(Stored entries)
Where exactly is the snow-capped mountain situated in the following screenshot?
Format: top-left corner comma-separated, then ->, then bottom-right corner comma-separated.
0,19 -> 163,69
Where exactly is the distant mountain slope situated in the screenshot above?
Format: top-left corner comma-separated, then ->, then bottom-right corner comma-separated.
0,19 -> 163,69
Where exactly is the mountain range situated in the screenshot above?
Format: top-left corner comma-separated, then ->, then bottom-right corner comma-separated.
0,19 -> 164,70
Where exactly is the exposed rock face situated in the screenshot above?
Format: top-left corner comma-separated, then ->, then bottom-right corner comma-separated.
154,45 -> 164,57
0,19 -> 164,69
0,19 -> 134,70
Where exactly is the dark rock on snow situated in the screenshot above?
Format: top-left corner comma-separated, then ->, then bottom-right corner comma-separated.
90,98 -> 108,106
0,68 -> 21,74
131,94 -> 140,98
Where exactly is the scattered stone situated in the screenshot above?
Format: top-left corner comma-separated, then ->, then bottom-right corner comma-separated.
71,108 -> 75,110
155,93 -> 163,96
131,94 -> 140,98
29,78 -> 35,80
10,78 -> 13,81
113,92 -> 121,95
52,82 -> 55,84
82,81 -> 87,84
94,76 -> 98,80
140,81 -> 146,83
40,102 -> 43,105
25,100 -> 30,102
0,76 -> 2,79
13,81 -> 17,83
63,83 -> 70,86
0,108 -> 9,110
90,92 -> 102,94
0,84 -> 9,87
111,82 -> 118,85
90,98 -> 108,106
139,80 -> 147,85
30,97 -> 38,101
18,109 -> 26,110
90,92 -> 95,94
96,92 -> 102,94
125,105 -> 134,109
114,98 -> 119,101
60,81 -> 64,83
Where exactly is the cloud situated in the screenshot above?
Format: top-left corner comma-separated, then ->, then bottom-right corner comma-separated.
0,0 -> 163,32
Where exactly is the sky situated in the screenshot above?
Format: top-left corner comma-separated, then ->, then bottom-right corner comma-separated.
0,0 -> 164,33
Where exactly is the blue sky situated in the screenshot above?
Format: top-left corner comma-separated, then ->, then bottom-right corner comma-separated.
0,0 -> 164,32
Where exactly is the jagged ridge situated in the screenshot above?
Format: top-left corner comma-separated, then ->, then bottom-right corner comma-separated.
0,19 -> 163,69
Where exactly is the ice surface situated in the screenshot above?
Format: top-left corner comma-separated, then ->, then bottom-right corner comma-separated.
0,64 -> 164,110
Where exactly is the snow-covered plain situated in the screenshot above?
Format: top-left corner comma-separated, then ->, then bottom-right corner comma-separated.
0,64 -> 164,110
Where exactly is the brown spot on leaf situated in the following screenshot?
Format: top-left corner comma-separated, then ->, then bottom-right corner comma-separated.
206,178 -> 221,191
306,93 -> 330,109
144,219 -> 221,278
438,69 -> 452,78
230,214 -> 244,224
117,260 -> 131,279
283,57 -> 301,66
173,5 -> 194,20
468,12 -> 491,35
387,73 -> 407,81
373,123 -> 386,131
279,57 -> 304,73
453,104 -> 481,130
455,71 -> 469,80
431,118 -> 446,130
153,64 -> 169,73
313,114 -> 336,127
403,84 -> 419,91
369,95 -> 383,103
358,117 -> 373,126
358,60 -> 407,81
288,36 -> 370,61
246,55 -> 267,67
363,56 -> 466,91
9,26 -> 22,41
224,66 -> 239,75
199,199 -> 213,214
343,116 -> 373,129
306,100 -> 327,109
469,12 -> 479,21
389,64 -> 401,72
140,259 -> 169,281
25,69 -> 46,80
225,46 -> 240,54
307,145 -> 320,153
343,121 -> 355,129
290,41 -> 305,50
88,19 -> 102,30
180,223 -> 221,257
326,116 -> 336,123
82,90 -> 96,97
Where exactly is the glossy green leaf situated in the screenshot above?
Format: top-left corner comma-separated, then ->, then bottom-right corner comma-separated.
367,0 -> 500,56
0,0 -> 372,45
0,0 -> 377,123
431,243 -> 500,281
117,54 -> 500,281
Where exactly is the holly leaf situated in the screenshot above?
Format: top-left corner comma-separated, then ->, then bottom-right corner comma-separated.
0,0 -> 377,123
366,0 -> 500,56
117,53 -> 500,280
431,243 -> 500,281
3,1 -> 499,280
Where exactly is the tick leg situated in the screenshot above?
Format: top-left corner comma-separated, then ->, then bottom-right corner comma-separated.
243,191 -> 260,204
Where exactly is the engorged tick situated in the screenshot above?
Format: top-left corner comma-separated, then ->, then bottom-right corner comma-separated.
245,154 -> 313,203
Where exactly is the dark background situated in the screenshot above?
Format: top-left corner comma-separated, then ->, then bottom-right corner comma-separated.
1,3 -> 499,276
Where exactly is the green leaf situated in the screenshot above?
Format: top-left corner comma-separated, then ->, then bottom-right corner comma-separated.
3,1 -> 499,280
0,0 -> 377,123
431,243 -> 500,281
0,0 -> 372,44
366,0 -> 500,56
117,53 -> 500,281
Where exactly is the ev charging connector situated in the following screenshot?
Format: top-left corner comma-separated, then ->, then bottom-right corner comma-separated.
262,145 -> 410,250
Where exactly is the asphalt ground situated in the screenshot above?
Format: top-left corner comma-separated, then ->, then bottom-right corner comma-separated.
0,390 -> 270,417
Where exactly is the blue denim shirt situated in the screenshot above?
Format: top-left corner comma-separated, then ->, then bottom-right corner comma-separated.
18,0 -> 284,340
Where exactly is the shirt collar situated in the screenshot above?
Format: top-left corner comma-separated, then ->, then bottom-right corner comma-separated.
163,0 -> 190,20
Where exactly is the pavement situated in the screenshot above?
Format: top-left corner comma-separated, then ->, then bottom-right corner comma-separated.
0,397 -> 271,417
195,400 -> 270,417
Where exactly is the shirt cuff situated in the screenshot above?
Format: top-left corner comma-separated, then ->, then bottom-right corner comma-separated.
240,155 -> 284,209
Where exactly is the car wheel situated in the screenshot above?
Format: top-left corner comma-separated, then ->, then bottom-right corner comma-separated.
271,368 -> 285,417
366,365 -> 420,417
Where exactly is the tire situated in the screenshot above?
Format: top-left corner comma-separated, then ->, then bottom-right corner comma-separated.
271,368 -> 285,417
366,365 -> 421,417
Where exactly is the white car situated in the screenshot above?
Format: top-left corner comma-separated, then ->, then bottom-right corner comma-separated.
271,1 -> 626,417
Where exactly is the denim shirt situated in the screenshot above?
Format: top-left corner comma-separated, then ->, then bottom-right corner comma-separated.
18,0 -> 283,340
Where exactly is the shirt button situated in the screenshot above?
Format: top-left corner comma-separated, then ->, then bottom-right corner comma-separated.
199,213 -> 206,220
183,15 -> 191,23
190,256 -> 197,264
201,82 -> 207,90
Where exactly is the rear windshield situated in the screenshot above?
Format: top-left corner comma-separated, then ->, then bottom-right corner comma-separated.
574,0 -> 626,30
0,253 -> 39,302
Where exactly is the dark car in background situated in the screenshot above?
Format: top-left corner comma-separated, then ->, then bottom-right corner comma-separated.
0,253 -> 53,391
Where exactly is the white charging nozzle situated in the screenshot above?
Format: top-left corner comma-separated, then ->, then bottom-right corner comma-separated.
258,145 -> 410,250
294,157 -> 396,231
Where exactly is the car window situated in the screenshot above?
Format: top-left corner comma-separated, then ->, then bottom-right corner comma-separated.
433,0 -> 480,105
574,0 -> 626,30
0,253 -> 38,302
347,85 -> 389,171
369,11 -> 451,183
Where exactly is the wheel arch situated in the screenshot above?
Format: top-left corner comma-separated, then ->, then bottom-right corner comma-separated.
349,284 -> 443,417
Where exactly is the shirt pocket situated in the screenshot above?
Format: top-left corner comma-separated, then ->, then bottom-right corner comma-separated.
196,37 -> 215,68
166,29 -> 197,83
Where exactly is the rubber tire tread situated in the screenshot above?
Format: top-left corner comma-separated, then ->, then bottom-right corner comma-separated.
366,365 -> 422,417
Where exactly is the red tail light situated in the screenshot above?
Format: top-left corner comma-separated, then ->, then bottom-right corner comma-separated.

__Your objective__
Your task is to retype the entries verbatim, starting with the line that holds "Where exactly is the shirt button" and stopping after the line that holds "Where exactly is the rubber".

__Answer space__
Where exactly is the shirt button situated in the screenshot above?
Format: top-left corner comma-separated, then ->, then bottom-right corner comma-separated.
199,213 -> 206,220
183,15 -> 191,23
190,256 -> 197,264
201,82 -> 207,90
Where exactly is the rear windshield situated in the screenshot above?
Format: top-left corner comma-separated, then ->, then bottom-right corner comma-separated.
574,0 -> 626,30
0,253 -> 39,302
Where exactly is the dark car in background situated in the screenshot above?
Format: top-left corner comma-separated, then ->, then bottom-right corner comma-separated.
0,253 -> 53,391
Where exactly is the white charging nozzle situated in the screenshot above?
Format: top-left corner comma-separated, then ->, then bottom-right corner comma-separated.
258,145 -> 410,250
294,157 -> 396,231
Where exactly is the car window situated in the screenshot above?
Format: top-left corner comma-separated, then ->, then bottom-right corner comma-separated.
433,0 -> 480,105
574,0 -> 626,30
0,253 -> 38,302
347,85 -> 389,171
369,11 -> 451,183
Where exactly is the wheel arch situated in the screenshot above?
Format: top-left corner comma-separated, then ->, then bottom-right corner comma-separated.
349,284 -> 443,417
Where exactly is the shirt pocket situated in the screenshot above?
Format: top-left corner comma-separated, then ->, then bottom-right corner comma-separated.
196,37 -> 215,68
166,29 -> 197,83
Where exactly is the rubber tire tread situated in the screenshot above?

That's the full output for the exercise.